▸ Record extracts
----------

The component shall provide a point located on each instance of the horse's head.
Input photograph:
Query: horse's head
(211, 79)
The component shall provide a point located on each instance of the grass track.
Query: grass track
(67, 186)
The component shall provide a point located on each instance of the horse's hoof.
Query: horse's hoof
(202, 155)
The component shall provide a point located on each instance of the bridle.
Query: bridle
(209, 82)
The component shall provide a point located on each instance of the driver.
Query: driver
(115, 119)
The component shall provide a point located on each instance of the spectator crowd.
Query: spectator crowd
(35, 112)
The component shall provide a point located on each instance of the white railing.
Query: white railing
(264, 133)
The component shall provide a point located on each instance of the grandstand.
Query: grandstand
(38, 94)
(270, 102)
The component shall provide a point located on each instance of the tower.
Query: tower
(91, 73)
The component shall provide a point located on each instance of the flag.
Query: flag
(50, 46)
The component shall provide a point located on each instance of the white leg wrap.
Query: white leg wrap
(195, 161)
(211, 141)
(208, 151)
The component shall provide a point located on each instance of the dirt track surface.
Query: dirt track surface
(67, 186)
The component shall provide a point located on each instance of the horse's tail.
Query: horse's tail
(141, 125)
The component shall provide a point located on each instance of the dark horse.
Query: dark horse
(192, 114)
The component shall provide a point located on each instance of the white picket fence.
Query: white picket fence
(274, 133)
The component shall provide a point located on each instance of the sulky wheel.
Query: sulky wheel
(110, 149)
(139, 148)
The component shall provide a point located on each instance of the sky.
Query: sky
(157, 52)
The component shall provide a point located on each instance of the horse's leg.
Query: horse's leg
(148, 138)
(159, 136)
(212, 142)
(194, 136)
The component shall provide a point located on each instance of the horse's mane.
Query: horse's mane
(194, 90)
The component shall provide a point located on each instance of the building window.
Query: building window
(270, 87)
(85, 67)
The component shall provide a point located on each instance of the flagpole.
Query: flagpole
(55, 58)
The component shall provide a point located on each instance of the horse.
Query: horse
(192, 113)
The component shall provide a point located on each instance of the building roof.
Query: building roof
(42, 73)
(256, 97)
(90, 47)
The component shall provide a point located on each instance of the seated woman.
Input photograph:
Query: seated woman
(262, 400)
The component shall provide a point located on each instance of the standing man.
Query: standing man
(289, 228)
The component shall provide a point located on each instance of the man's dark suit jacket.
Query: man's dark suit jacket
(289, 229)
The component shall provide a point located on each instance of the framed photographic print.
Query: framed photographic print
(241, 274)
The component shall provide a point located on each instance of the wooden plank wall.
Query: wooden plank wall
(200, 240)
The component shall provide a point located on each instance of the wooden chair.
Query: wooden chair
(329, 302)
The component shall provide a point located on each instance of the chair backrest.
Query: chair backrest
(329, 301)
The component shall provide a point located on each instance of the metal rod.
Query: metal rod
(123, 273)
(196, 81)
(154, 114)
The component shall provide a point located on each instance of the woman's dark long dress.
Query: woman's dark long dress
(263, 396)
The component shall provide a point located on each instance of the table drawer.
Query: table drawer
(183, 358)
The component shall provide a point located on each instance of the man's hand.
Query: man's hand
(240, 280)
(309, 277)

----------

▸ Task to complete
Give back exactly the lines above, from the line containing "the dark horse." through the line containing "wooden plank wall.", with both end lines and nothing more.

▸ Solved exercise
The component shall provide a point located on each instance of the dark horse.
Query: dark horse
(192, 114)
The component shall provide a point located on each instance of the white picket fence.
Query: white picket fence
(274, 133)
The component shall provide a point located on each instance of the sulky wheel.
Query: sulky wheel
(110, 149)
(139, 148)
The component shall provide a point located on each instance of the sky.
Query: sky
(157, 52)
The component shall provide a point located on each instance of the horse's leg.
Query: horse's leg
(148, 138)
(159, 136)
(212, 142)
(194, 136)
The component shall provide a point located on each instance of the horse's mane.
Query: horse's mane
(194, 90)
The component shall provide a point located on each instance of the building window.
Query: building window
(270, 87)
(85, 67)
The component shall provide a point located on each instance of the flagpole.
Query: flagpole
(55, 58)
The component shall provide a point located on each instance of the horse.
Query: horse
(192, 113)
The component shall provide a point located on each instance of the building roof.
Query: building roof
(42, 73)
(256, 97)
(90, 47)
The component shall provide a point located on each instance of the seated woman.
Input photograph:
Query: seated woman
(262, 400)
The component shall provide a point located on each instance of the standing man.
Query: standing man
(289, 228)
The component shall provide a point located on each instance of the man's dark suit jacket.
Query: man's dark suit jacket
(289, 229)
The component shall provide a point located on each instance of the framed photographic print.
Query: framed photographic print
(241, 274)
The component shall provide a point located on each instance of the wooden plank wall.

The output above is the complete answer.